> [Data for processing]:
= = = = =

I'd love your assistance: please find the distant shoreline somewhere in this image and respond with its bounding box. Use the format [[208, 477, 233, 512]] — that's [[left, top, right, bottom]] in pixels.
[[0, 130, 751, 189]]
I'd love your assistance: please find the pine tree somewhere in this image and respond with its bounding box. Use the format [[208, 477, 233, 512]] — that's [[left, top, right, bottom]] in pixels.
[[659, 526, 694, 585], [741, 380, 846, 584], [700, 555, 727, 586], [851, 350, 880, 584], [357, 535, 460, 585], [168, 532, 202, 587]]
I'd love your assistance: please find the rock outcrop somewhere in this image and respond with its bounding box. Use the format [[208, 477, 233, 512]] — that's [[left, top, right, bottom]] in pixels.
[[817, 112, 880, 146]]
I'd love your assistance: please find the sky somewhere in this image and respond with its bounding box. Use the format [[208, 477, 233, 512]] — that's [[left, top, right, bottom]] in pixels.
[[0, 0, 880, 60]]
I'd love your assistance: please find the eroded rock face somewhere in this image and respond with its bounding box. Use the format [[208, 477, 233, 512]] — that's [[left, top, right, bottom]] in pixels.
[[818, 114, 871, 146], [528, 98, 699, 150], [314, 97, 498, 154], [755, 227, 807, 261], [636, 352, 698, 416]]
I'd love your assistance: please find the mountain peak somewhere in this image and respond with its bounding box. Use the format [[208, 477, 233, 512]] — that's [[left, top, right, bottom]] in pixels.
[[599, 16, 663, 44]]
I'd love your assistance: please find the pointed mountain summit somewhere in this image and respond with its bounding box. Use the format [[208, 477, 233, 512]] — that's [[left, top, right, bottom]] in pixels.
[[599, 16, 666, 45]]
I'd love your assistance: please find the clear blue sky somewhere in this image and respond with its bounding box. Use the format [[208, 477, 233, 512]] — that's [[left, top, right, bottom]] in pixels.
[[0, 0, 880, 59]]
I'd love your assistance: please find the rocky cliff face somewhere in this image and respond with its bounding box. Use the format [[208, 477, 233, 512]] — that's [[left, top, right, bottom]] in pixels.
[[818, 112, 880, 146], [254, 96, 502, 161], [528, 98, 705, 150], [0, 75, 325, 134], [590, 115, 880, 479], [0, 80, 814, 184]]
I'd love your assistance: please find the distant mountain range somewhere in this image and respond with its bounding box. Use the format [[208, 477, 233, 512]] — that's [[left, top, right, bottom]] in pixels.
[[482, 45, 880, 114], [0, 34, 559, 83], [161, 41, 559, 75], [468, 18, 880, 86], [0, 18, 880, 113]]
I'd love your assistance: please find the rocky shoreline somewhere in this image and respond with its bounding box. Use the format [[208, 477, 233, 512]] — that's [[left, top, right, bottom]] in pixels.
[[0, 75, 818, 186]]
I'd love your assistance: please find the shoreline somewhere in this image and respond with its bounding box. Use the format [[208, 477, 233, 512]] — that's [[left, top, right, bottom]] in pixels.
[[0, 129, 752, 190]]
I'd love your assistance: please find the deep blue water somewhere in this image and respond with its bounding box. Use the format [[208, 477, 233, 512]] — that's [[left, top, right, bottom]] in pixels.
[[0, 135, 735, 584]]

= = = = =

> [Exercise objective]: Reproduce all of the data above, line for line, without changing anything.

> [Result of this exercise]:
I'd love your assistance: please find the distant shoreline somewhere in this image and respond with its bounding box. Use the format [[208, 477, 233, 512]] — that's [[left, top, right, bottom]] in pixels.
[[0, 130, 751, 189]]
I'd love your assistance: please find the pine tree somewhere in this image and respond with its bounding box. Use the format [[208, 477, 233, 512]] — that's [[left, top, right, bottom]] in pixels.
[[659, 526, 694, 585], [741, 380, 846, 584], [700, 555, 727, 586], [851, 350, 880, 584], [357, 535, 460, 585], [168, 532, 202, 587]]
I'd love your assistance: please find the rock outcrop somewhere in this image and respond with its bounding box. Use the format [[208, 477, 233, 512]] — that's [[left, top, right, bottom]] in pixels.
[[817, 112, 880, 146]]
I'd love your assistance: please find the sky somewhere in this image and respond with its bounding box. Use the format [[208, 477, 233, 512]] — that's [[left, top, right, bottom]] in pixels.
[[0, 0, 880, 60]]
I'd love your assistance: please find the eroded rock face somewhere in this image and respond with its bounding box. Use the format [[208, 477, 233, 512]] — that's [[left, top, right, bottom]] in pixels.
[[818, 114, 871, 146], [528, 98, 699, 150], [314, 97, 498, 154], [755, 227, 807, 261], [636, 352, 698, 416]]
I'd love your assistance: please find the mountain peak somewhere in this image and respond with its bounding box. Use the format [[208, 477, 233, 512]] — that's [[left, top, right, bottom]] in pixels.
[[599, 16, 663, 44]]
I'd love your assistance: please find the pointed mountain summit somewhere in this image and respond with its bounding box. Use the format [[208, 477, 233, 512]] — that's [[left, top, right, bottom]] in pixels.
[[599, 16, 666, 45]]
I'd love your assistance: please find the clear blue sky somewhere in this image and respond with its bounding box. Use the format [[208, 477, 233, 512]] — that's [[left, top, right, bottom]] in pixels.
[[0, 0, 880, 59]]
I'd love your assistance: please find the rocky cliff face somewhere in this image and respond with its bounding box. Use the format [[208, 477, 233, 512]] — that's [[left, top, right, bottom]] in pixels.
[[818, 112, 880, 146], [254, 96, 502, 161], [528, 98, 705, 150], [0, 75, 325, 134], [590, 115, 880, 479], [0, 80, 814, 184]]
I'd love your assistance: please find the distant mountain range somewhere in this image and respond with its bounding box. Use the format [[208, 477, 233, 512]] — that's [[left, top, right, bottom]] in pixels.
[[482, 45, 880, 114], [0, 34, 559, 83], [161, 41, 559, 75], [468, 18, 880, 86], [0, 18, 880, 113]]
I'd love your assistance: please find the rocky shoreline somewhere in this image and respond with its bounding box. Use the format [[208, 477, 233, 512]] — that's [[left, top, right, bottom]] in pixels.
[[0, 75, 818, 186]]
I'd love your assistance: please find the shoreline somewhere in this image and respond with its bounding box. Use the format [[208, 477, 233, 512]] — that's [[left, top, right, bottom]] in pixels.
[[0, 129, 752, 190]]
I'd love your assistance: please find the deep blue water somewhere in this image and respond with its bounding box. Use the format [[208, 477, 233, 512]] — that's [[left, top, right, bottom]] in pixels.
[[0, 135, 735, 584]]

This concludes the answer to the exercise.